Source text >>
My opposition continues only with the old-time record keepers with their long complex retention schedules and harsh top down rules. I will continue to oppose these caterpillars, no matter what smoke they may blow my way, unless and until they bow to the inevitable electronic metamorphosis. There has been no settlement with them. Trial in the world court of public opinion continues. I will oppose them for their own good. The librarians should relax, perhaps inhale a bit, cocoon, learn the new tech ways, and reemerge.
The battle against the new age Information Governors is, however, over; although I will remain watchful. Why? Because they in fact have already embraced the search and technology ways of “my side.” As Sun Tzu said: “The supreme art of war is to subdue the enemy without fighting.” Search and technology have won. Information has won. They are all one.
Underneath the superficial differences, and the annoying tendency of IG to claim every other field, including Search, as a subset of its own, both sides share almost all of the same values and concerns. Members of both sides are committed to cybersecurity and privacy, and do not see them as an either or choice. That is critical. We must not sacrifice all of our privacy and individual rights in the name of security.
Where are the rights to both privacy and security in the challenge of too-much-information? I am a strong proponent of privacy, and so are many in the IG world. I am also a strong proponent of cybersecurity. I think it is possible to have both. In both the Search and IG camps their are people who agree with me on these points, and others who disagree. Many see it as one or the other, especially people in government. They take extreme views favoring either security or privacy. Many in both tech and government simply dismiss the importance of privacy, and say just get over it. Advocacy for individual privacy is a separate battle in both worlds, IG and Search. The same is true over cybersecurity. I favor a balanced approach, and so do many in the IG world.

Given data >>
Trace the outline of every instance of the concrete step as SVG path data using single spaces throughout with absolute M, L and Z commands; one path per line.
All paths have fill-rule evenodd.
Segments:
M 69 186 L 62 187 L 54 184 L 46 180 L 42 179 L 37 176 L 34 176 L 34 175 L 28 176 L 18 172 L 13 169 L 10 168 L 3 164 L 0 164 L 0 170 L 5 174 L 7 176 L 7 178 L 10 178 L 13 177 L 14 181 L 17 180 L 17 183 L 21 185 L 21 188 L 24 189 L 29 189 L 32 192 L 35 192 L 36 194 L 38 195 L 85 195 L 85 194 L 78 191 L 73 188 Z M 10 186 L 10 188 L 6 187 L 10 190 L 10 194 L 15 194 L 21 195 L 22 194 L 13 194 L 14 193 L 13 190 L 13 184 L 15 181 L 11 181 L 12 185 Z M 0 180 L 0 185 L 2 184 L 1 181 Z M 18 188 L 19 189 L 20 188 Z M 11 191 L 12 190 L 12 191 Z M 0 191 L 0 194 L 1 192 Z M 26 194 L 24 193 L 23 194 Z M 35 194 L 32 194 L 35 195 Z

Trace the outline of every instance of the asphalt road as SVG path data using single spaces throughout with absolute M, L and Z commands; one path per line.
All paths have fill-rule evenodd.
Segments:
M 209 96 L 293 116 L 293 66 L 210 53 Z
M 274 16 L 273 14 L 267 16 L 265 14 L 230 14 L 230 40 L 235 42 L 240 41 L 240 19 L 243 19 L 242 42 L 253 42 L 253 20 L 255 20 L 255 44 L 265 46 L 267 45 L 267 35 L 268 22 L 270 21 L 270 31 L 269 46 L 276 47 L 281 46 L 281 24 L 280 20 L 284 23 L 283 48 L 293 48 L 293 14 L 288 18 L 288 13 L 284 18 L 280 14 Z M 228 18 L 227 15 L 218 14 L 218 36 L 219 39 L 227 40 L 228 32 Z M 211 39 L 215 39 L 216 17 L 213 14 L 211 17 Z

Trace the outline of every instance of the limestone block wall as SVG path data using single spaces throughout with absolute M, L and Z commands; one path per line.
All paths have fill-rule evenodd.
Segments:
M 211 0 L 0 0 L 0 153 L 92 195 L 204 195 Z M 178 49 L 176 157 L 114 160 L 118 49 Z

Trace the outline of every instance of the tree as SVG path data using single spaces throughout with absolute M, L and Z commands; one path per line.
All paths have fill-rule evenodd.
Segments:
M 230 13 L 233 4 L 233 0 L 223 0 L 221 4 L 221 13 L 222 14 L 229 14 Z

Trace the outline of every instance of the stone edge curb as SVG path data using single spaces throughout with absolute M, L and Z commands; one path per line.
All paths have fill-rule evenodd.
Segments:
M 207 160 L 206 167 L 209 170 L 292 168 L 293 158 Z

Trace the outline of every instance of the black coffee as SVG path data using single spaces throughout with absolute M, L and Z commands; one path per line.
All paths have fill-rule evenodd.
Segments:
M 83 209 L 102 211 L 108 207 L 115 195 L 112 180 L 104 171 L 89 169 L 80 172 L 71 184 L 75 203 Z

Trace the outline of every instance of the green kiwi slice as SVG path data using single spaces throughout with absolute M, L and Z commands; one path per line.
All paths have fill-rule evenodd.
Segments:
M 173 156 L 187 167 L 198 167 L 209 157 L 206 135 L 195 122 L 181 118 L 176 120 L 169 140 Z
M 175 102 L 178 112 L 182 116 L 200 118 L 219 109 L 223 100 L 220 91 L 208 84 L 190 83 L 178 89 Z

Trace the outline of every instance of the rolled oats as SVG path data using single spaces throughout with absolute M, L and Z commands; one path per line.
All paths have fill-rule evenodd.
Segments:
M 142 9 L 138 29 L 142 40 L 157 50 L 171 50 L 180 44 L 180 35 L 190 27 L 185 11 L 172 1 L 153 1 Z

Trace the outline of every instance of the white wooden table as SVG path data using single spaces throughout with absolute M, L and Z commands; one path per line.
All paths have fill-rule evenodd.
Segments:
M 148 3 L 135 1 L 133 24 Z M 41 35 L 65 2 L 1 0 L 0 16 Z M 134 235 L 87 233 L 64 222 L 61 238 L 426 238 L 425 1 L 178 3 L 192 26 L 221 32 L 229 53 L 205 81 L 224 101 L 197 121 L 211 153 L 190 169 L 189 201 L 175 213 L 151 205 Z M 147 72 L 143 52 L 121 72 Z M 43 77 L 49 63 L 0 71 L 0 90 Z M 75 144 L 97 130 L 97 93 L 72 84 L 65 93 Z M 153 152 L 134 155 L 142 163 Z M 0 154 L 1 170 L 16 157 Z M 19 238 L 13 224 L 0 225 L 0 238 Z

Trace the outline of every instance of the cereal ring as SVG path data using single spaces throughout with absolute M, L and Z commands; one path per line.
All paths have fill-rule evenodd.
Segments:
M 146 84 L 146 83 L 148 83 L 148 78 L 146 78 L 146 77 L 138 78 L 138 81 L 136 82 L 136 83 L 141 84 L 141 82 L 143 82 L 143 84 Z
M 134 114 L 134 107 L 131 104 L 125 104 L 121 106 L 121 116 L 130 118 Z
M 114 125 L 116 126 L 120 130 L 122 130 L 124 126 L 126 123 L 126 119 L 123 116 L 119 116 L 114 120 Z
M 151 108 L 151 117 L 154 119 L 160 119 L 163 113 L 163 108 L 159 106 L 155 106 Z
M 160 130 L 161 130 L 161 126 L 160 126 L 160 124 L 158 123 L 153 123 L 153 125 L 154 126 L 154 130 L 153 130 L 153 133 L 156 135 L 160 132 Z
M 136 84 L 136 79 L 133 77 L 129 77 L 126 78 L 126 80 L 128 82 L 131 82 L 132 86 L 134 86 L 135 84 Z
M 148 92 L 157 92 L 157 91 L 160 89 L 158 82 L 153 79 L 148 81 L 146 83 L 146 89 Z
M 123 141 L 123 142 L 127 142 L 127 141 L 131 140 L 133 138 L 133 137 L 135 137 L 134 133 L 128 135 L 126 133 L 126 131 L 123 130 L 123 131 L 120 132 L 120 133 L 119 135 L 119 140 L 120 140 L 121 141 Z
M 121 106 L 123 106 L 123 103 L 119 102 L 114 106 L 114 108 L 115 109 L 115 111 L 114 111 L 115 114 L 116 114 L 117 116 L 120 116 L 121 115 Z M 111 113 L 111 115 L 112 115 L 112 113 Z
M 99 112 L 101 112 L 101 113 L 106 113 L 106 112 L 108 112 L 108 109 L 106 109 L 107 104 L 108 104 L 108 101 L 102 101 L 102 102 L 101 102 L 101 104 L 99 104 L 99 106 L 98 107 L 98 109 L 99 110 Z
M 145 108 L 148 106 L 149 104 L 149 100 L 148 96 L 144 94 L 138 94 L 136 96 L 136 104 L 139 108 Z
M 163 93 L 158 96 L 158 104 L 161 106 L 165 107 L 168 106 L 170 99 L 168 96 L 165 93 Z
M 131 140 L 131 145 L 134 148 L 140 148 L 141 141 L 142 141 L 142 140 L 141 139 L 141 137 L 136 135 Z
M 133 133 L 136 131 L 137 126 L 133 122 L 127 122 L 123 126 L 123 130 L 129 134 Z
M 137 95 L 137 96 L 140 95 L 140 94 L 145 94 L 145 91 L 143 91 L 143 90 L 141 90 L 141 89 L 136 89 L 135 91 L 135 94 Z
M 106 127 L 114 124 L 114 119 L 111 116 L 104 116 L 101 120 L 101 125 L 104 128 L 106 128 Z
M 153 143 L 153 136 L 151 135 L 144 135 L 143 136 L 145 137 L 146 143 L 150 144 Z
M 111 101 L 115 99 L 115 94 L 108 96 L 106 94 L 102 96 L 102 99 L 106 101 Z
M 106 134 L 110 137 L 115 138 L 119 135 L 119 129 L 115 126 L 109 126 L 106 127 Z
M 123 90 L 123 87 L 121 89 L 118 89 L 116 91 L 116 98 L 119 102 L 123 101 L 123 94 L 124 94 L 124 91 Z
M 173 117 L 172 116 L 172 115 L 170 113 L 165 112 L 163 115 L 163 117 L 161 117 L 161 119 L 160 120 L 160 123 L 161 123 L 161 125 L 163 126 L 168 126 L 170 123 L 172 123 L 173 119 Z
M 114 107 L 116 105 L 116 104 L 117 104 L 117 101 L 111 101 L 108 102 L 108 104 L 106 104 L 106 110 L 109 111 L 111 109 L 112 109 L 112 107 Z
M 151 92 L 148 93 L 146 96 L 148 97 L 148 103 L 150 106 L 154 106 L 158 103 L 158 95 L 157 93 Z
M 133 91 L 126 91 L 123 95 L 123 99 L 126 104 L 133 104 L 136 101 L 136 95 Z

Your tasks >>
(a) Restate the passage on Information Governance and Search word for word, from its first sentence to its last.
(b) In the records, change "black coffee" to "espresso" and keep everything else the same. Start at the line that contains "Trace the outline of every instance of the stone", end after the line that contains "M 83 209 L 102", and return only those lines.

Answer list >>
(a)
My opposition continues only with the old-time record keepers with their long complex retention schedules and harsh top down rules. I will continue to oppose these caterpillars, no matter what smoke they may blow my way, unless and until they bow to the inevitable electronic metamorphosis. There has been no settlement with them. Trial in the world court of public opinion continues. I will oppose them for their own good. The librarians should relax, perhaps inhale a bit, cocoon, learn the new tech ways, and reemerge.
The battle against the new age Information Governors is, however, over; although I will remain watchful. Why? Because they in fact have already embraced the search and technology ways of “my side.” As Sun Tzu said: “The supreme art of war is to subdue the enemy without fighting.” Search and technology have won. Information has won. They are all one.
Underneath the superficial differences, and the annoying tendency of IG to claim every other field, including Search, as a subset of its own, both sides share almost all of the same values and concerns. Members of both sides are committed to cybersecurity and privacy, and do not see them as an either or choice. That is critical. We must not sacrifice all of our privacy and individual rights in the name of security.
Where are the rights to both privacy and security in the challenge of too-much-information? I am a strong proponent of privacy, and so are many in the IG world. I am also a strong proponent of cybersecurity. I think it is possible to have both. In both the Search and IG camps their are people who agree with me on these points, and others who disagree. Many see it as one or the other, especially people in government. They take extreme views favoring either security or privacy. Many in both tech and government simply dismiss the importance of privacy, and say just get over it. Advocacy for individual privacy is a separate battle in both worlds, IG and Search. The same is true over cybersecurity. I favor a balanced approach, and so do many in the IG world.

(b)
Trace the outline of every instance of the stone edge curb as SVG path data using single spaces throughout with absolute M, L and Z commands; one path per line.
All paths have fill-rule evenodd.
Segments:
M 207 160 L 206 167 L 209 170 L 292 168 L 293 158 Z

Trace the outline of every instance of the espresso as SVG path data using single spaces throughout with absolute M, L and Z commands; one path per line.
All paths have fill-rule evenodd.
Segments:
M 83 209 L 102 211 L 108 207 L 115 195 L 112 180 L 104 171 L 89 169 L 80 172 L 71 184 L 75 203 Z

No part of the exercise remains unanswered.